Stated goal: Put the stretch from the line containing "of the crowd" through the last line below into a JSON list of strings, one string per line, leaving out any blank lines.

Records provided:
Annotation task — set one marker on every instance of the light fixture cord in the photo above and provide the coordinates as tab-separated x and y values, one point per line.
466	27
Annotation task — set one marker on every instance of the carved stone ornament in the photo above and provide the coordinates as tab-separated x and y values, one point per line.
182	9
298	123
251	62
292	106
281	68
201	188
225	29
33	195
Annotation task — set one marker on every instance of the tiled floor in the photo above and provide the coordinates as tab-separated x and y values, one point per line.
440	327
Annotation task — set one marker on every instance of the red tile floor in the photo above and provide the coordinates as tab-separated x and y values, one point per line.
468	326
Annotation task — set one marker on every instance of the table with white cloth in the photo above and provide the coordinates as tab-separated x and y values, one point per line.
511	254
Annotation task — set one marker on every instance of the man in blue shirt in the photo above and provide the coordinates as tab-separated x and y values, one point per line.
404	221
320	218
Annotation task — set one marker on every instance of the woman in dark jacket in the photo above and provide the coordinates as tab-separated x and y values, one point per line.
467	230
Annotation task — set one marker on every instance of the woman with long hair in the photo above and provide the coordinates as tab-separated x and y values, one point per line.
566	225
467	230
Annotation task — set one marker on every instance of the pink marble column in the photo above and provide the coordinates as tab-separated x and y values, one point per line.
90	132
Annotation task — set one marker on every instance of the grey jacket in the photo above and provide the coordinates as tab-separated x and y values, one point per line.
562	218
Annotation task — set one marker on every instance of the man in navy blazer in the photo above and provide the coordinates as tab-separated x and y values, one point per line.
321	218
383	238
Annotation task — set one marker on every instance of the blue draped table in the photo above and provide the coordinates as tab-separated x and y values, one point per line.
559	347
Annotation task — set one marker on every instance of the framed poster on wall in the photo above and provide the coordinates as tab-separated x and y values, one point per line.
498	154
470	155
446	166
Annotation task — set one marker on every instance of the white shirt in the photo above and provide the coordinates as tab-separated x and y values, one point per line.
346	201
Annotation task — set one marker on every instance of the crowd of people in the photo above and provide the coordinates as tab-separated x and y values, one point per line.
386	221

Output below:
[
  "Annotation task — set one marker on every instance of the crowd of people in the photo above and provide the coordinates as tab-separated x and y values, one point per line.",
  "386\t221"
]